Exercise text >>
☆ ☆ ☆ ☆ ☆ ☆ ☆
Background: Vocal cord dysfunction (VCD) is a condition characterized by paradoxical partial adduction of the vocal cords on inspiration. It has been associated with exposures to irritants, as well as with psychological illnesses and conditions. Workers who participated in the recovery of the WTC disaster site were exposed to a large amount of irritants as well as considerable psychological stressors. We describe the clinical characteristics of 10 symptomatic former WTC workers diagnosed with this condition, as well as the frequency of spirometric findings suggestive of variable extrathoracic obstruction.
Methods: Workers who became symptomatic after their WTC work experience have been evaluated clinically by a multidisciplinary team at an academic medical center. The evaluation included history, physical examination, chest radiograph, blood tests, and pre- and post-bronchodilator spirometry in all patients. Additional evaluations and diagnostic tests included otolaryngological evaluation with flexible rhinolaryngoscopy and stroboscopy, gastroenterological and psychiatric evaluations. A randomly selected sample of 172 spirometry results were reviewed for evidence of inspiratory flow limitation.
☆ ☆ ☆ ☆ ☆ ☆ ☆
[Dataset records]
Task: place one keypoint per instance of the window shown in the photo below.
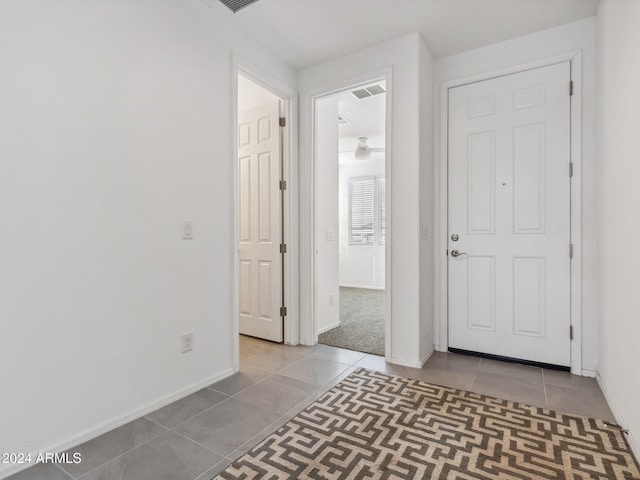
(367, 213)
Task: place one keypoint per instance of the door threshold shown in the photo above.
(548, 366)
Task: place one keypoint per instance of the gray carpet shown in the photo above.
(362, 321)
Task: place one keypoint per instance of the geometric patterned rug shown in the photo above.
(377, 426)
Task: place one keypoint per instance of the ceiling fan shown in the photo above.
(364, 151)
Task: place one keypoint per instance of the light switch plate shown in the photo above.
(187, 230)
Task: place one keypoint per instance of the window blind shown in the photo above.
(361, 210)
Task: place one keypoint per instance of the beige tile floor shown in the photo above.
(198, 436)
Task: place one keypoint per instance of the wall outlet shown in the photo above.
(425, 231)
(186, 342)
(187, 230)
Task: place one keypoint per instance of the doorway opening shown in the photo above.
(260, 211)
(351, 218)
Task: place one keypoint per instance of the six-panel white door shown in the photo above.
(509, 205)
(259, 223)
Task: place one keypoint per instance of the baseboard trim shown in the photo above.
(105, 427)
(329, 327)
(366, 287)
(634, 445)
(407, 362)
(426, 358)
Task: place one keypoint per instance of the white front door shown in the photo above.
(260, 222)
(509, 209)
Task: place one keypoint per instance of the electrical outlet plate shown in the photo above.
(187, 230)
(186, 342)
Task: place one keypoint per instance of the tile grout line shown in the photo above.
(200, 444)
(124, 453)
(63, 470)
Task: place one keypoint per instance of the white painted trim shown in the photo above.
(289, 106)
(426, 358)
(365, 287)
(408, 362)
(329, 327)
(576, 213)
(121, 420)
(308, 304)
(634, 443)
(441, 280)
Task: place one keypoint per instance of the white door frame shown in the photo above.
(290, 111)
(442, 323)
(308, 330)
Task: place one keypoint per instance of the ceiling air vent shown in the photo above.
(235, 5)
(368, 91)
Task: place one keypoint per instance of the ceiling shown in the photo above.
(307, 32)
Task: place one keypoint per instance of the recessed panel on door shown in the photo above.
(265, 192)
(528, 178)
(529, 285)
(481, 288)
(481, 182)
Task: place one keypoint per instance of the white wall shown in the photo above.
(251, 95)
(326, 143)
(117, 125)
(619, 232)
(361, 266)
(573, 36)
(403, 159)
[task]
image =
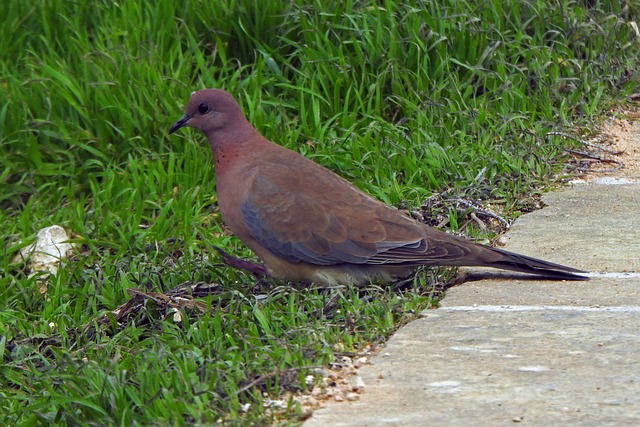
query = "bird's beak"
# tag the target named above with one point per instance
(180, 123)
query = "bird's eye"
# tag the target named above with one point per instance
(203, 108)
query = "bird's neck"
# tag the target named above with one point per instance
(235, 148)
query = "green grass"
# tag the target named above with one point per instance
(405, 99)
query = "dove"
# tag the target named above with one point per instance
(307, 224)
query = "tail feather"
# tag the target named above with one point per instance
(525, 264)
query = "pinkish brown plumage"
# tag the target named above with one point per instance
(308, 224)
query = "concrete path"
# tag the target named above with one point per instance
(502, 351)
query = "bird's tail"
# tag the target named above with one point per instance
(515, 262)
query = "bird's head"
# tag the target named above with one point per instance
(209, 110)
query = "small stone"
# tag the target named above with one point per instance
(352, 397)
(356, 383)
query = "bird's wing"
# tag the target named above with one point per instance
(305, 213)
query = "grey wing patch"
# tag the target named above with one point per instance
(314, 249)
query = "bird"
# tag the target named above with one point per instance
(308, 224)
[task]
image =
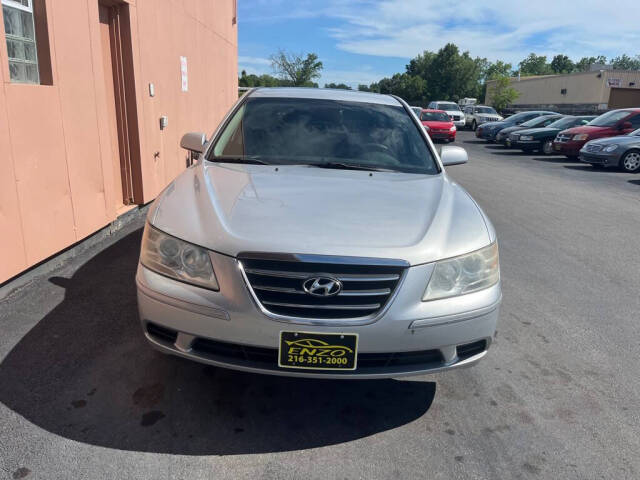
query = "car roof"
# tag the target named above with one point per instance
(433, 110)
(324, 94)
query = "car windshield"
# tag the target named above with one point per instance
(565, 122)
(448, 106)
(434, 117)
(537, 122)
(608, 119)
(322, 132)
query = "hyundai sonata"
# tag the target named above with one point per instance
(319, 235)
☆ ☆ ☆ ☆ ☆ ☆ ☆
What you need to do >> In the vocal cord dysfunction text, how many randomly selected spirometry results were reviewed for evidence of inspiratory flow limitation?

Answer for this exercise >> 172 spirometry results were reviewed.